• [Directive 1]:
In the passage on graphics card specifications, what unit is texel rate measured in?

• [Selected passage]:
==================================================

Memory Bandwidth: Memory bandwidth is the largest amount of data (in units of megabytes per second) that can be moved over the external memory interface within a second. It is calculated by multiplying the bus width by the speed of its memory. In the case of DDR RAM, it must be multiplied by 2 again. If it uses DDR5, multiply by ANOTHER 2x. The higher the bandwidth is, the better the card will be in general. It especially helps with anti-aliasing, HDR and higher screen resolutions.

Texel Rate: Texel rate is the maximum texture map elements (texels) that are processed in one second. This figure is worked out by multiplying the total number of texture units of the card by the core clock speed of the chip. The better the texel rate, the better the video card will be at texture filtering (anisotropic filtering - AF). It is measured in millions of texels applied per second.

==================================================

• [Exercise data]:
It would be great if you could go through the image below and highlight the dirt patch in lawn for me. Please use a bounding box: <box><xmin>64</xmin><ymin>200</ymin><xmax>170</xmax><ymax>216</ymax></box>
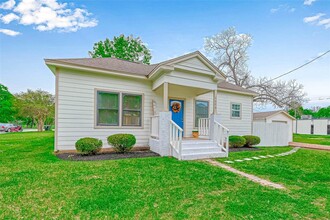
<box><xmin>229</xmin><ymin>147</ymin><xmax>260</xmax><ymax>152</ymax></box>
<box><xmin>56</xmin><ymin>151</ymin><xmax>160</xmax><ymax>161</ymax></box>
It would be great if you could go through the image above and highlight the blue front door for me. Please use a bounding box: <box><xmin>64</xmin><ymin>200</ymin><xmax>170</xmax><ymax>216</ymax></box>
<box><xmin>170</xmin><ymin>99</ymin><xmax>184</xmax><ymax>132</ymax></box>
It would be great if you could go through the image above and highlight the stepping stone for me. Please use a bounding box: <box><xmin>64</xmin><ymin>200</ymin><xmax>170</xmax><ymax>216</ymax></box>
<box><xmin>243</xmin><ymin>158</ymin><xmax>252</xmax><ymax>160</ymax></box>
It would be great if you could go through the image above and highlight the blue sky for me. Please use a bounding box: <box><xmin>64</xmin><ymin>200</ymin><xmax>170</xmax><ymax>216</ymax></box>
<box><xmin>0</xmin><ymin>0</ymin><xmax>330</xmax><ymax>109</ymax></box>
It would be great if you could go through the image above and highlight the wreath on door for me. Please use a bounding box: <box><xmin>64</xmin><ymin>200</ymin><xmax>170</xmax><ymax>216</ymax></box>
<box><xmin>171</xmin><ymin>102</ymin><xmax>181</xmax><ymax>113</ymax></box>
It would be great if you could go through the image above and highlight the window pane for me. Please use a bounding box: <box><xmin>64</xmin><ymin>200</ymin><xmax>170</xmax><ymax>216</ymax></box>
<box><xmin>97</xmin><ymin>92</ymin><xmax>119</xmax><ymax>109</ymax></box>
<box><xmin>97</xmin><ymin>109</ymin><xmax>119</xmax><ymax>125</ymax></box>
<box><xmin>231</xmin><ymin>104</ymin><xmax>241</xmax><ymax>118</ymax></box>
<box><xmin>123</xmin><ymin>95</ymin><xmax>142</xmax><ymax>110</ymax></box>
<box><xmin>123</xmin><ymin>111</ymin><xmax>141</xmax><ymax>126</ymax></box>
<box><xmin>232</xmin><ymin>104</ymin><xmax>241</xmax><ymax>110</ymax></box>
<box><xmin>232</xmin><ymin>111</ymin><xmax>240</xmax><ymax>118</ymax></box>
<box><xmin>195</xmin><ymin>101</ymin><xmax>209</xmax><ymax>127</ymax></box>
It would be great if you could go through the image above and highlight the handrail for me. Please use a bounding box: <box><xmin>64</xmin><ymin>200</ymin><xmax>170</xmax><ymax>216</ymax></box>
<box><xmin>170</xmin><ymin>120</ymin><xmax>183</xmax><ymax>160</ymax></box>
<box><xmin>213</xmin><ymin>121</ymin><xmax>229</xmax><ymax>153</ymax></box>
<box><xmin>150</xmin><ymin>115</ymin><xmax>159</xmax><ymax>139</ymax></box>
<box><xmin>214</xmin><ymin>121</ymin><xmax>229</xmax><ymax>131</ymax></box>
<box><xmin>171</xmin><ymin>120</ymin><xmax>183</xmax><ymax>131</ymax></box>
<box><xmin>198</xmin><ymin>118</ymin><xmax>210</xmax><ymax>136</ymax></box>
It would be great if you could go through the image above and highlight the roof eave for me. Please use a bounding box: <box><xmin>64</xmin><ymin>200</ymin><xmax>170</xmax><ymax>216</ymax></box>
<box><xmin>45</xmin><ymin>59</ymin><xmax>147</xmax><ymax>79</ymax></box>
<box><xmin>218</xmin><ymin>88</ymin><xmax>258</xmax><ymax>97</ymax></box>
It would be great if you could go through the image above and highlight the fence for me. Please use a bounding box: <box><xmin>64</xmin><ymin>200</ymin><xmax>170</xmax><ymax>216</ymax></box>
<box><xmin>253</xmin><ymin>122</ymin><xmax>289</xmax><ymax>146</ymax></box>
<box><xmin>293</xmin><ymin>118</ymin><xmax>330</xmax><ymax>135</ymax></box>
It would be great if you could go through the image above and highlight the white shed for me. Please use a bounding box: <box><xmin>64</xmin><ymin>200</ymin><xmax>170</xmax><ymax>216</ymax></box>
<box><xmin>253</xmin><ymin>110</ymin><xmax>295</xmax><ymax>146</ymax></box>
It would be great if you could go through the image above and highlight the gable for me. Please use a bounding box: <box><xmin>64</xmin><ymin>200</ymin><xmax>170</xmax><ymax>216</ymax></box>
<box><xmin>174</xmin><ymin>57</ymin><xmax>216</xmax><ymax>76</ymax></box>
<box><xmin>148</xmin><ymin>51</ymin><xmax>226</xmax><ymax>81</ymax></box>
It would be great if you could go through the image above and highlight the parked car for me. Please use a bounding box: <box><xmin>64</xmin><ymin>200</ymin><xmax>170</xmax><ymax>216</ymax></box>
<box><xmin>0</xmin><ymin>123</ymin><xmax>16</xmax><ymax>132</ymax></box>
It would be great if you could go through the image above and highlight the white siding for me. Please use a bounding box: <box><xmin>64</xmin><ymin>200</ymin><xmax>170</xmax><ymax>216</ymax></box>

==================================================

• [Directive 2]:
Rewrite the records as a JSON list of strings, one string per line and blank lines omitted, starting at the line that contains "the white shed" and ending at the last line of the records, with both included.

• [Correct response 1]:
Millions of texels applied per second.

• [Correct response 2]:
[
  "It would be great if you could go through the image above and highlight the white shed for me. Please use a bounding box: <box><xmin>64</xmin><ymin>200</ymin><xmax>170</xmax><ymax>216</ymax></box>",
  "<box><xmin>253</xmin><ymin>110</ymin><xmax>295</xmax><ymax>146</ymax></box>",
  "It would be great if you could go through the image above and highlight the gable for me. Please use a bounding box: <box><xmin>64</xmin><ymin>200</ymin><xmax>170</xmax><ymax>216</ymax></box>",
  "<box><xmin>174</xmin><ymin>57</ymin><xmax>216</xmax><ymax>76</ymax></box>",
  "<box><xmin>148</xmin><ymin>51</ymin><xmax>226</xmax><ymax>81</ymax></box>",
  "It would be great if you could go through the image above and highlight the parked car for me. Please use a bounding box: <box><xmin>64</xmin><ymin>200</ymin><xmax>170</xmax><ymax>216</ymax></box>",
  "<box><xmin>0</xmin><ymin>123</ymin><xmax>16</xmax><ymax>132</ymax></box>",
  "It would be great if you could go through the image above and highlight the white siding for me. Please use a bounding box: <box><xmin>64</xmin><ymin>200</ymin><xmax>170</xmax><ymax>216</ymax></box>"
]